### 提示文
---*---

宮川川越しを見るべく宮川に向ふ。途中本一に逢ふ。景気よく動くので、先に失敬して父に言はれた通り向側へ行つて、待つてゐる。本一は家を離れてからは少しも止まらずに一気に川に来て、午後四時川へ掛つて、重々しい太綱を河の中へ投込み御柱は徐々に這上がつたが折柄中河原堤より鬨の聲を作つて前一は曳き來り、双方茲に先陣爭ひを行ひ、河中に揉合つた。前一は四時卅分本一の東方廿間の距離で堤にのぼり、勇士の面々が水深四尺の激流に踊り込み綱を伸ばし木遣り音頭勇ましく曳き出したので茲に本一前一の先陣爭となり、本一で本餘名の面々は飛び込み曳き出しを演じたが男づな女づなが番手に切れたので本一は遂に川に曳き込が出来ず斯て前一の大御柱は、二名の勇士を柱頭に乘せて現れるや「ドシン−」とばかり激流の中に落下し見る間に御柱は川の勇士を乘せた儘向ふ岸に着き五時二十五分前一は向岸に上陸して一番槍の功妙を演じ同卅五分安国寺注連掛場に安着し、千五百の兩村氏子は一齊に鬨の聲に万歳に天も割れん許りだつた。抑々宮川は今迄は土手が低くかつたので、川に直角に渡して、さう困難でもなかつたが、今度はコンクリートで石垣を困めたので中々渡らず、且多くは岸に横に着けて渡す様になつた。尚、川渡の競爭の時には、後から川に着いたのの方が追ひ越さうと云ふ気がある為景気の良いのが常である。

斯くするうちに本二は忽ち川越しの綱渡しとなり前一の渡り場へ飛び込み力一杯ひき出すやそのすきに乘じて又もや後方より突進し来つた前二は本二の場所へ飛び込み、四本の綱が一緒になつて了つた。本二はケンカを避けてか、解散して了つた。今度は本三は本一の下方に突進し來つた。此間何れも廿五分であつた。初は本一・前二の競爭であつたが、其中に本三が来て三本の競爭となつた。

此時景気から言へば、前二が一番よかつたが遂に本一が勝ち、約三時間を費して激流と戰ひつゝ午後七時十分上陸し同廿分二番先陣で注連掛に安着となつた。此三本競爭の時、岸から下りて注連掛の所へ行つて、歸りがけに川岸にあつた家の前で長田優子氏及妹さん達に逢ふ。寒かつたので、日向の所に来てゐたらしい。斯くして、前二と本三との競爭となつたが、本三が勝ち向岸に上陸し、堤を曳き下し注連掛に安着した時に午後七時卅五分。

今迄幾度も歸らうと思つたが、競爭につられ見てゐたが、後前二だけになつたので歸途に向つた。此時はもう暮色蒼然として、電燈が遠近に輝き初めた。停車場に着いたのが七時頃であつてもう少し早ければ六時二十六分のに間に合つたのだが、遅れた為一時間余りも待つて、午後八時三十某分発で上諏訪に歸つた。

---*---

位置特定の記録:
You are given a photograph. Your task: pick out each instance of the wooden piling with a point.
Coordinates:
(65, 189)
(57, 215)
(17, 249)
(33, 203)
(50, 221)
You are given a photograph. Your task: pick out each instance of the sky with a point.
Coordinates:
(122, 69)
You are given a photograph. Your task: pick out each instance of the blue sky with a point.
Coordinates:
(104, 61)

---*---

### 取り組む課題
**A.** 宮川の川越しを記した提示文について、次の問いに答えてください。
(i) 前一が堤にのぼった時刻は何時何分ですか。
(ii) 本一が上陸した時刻は何時何分ですか。
(iii) 川岸の家の前で会ったのは誰ですか。
**B.** 宮川の川越しを記した提示文から、「本一」と同じ形の呼称を「本一」も含めてすべて挙げてください。
**C.** 宮川の川越しを記した提示文の続きを、最後の文の後から書き継いでください。

### 課題別の結果
**A.**
(i) 四時卅分
(ii) 午後七時十分
(iii) 長田優子氏及妹さん達

**B.** 本一、前一、本二、前二、本三

**C.**
新聞に依るに、前二はセメン工事の急石垣に御柱を横たへた儘約一時間を困難し夜遅くなつて八時半漸く安着したがこの比類なき川越しの壮舉を觀んと兩岸堤塘に山なす觀衆は約數万と註せられつなに追はれ堤に轉び安国寺より中河原に至る廣き一帯は人の波を打ち、夜は提灯の海と化し光景は壮絶を極めた。

四月六日、午前十時五十七分上諏訪驛發で父・母・姉・妹・和郎と六人で御柱見物に行く。茅野へ着いて人に聞くに本四はもう落ちて了つたの事、で後は前四だけ。然し、仕方ないと前四の木落しを見に行く。五日は四日に劣らず觀衆も多かつたが、今日は觀衆も少く、最後の御柱の為觀衆も曳子も熱がない様であつた。然し落とし方は随分上手であつた。八本中一番だらうと言はれた。御柱にめどてこを付けるので手間取り尚泥の中へ入つて了つて尚手間取つたが遂に二時近く木落し上に顔を出した。一体、顔を出すともう後は楽に落ちるのだが、此處で一旦止めた。此は手際の良い所である。見ると、左右のめどてこの綱に人が寄麗(ママ)に付いてゐて、左右の平均がよく取れてゐた。本四は一人も乘らずに落ちたさうだが(一人も乘らないのは此だけ)此には相当乘つてゐた。そこから、徐々に傾かずに引き下ろした。此が上手に落ちたのは、上手にやつたと云ふ事もあるが、御柱の小い事、溝が出来てる事も関する。然し兎に角最後の花であつた。前二などは向かつて左の方へ傾き其方に乘つてる人達は泥まびれになつた。此處で皆で川越しを見る為宮川に向つた。途中で聞くに、本二・前三はすでに渡つて了つたと云ふ事なので何処かで休んで晝食しやうと思つてゐると本四が動き出したので、其処で御柱の平地を動くのを見て、先に宮川に著いて、川のこちら側の岸の影の所で饅頭と菓子とを食つて晝食とす。其中に本四が来たので岸に上つて、見物する。横綱を川岸を曳いて来るので非常に押されて田の方へ下りたりした。其中に前四が非常に急いで来て同じく川へ掛つて競爭となつた。前四の方が景気が良かつたが川下の方の本四が勝ち二分先に上陸した。時丁度午後三時。本四が川へ入る時、御柱と石垣との間に入り、御柱と一緒に川へ落ちて人事不省に陥つた人があつた。後數日にして死亡したとは悼むべきである。

斯くて御柱大祭山出しは終了したので直ちに歸路につき、午後四時五十二分茅野駅発で上諏訪へ歸つた。列車は非常に込み、〆切を行つた程であつた。乘つた者も先世紀の様な車へ牛々詰めにされた。姉や父は空いてはゐたが客車の腰掛けを抜いて作つた牛車兼用の様な奴へ入れられた。可々大笑。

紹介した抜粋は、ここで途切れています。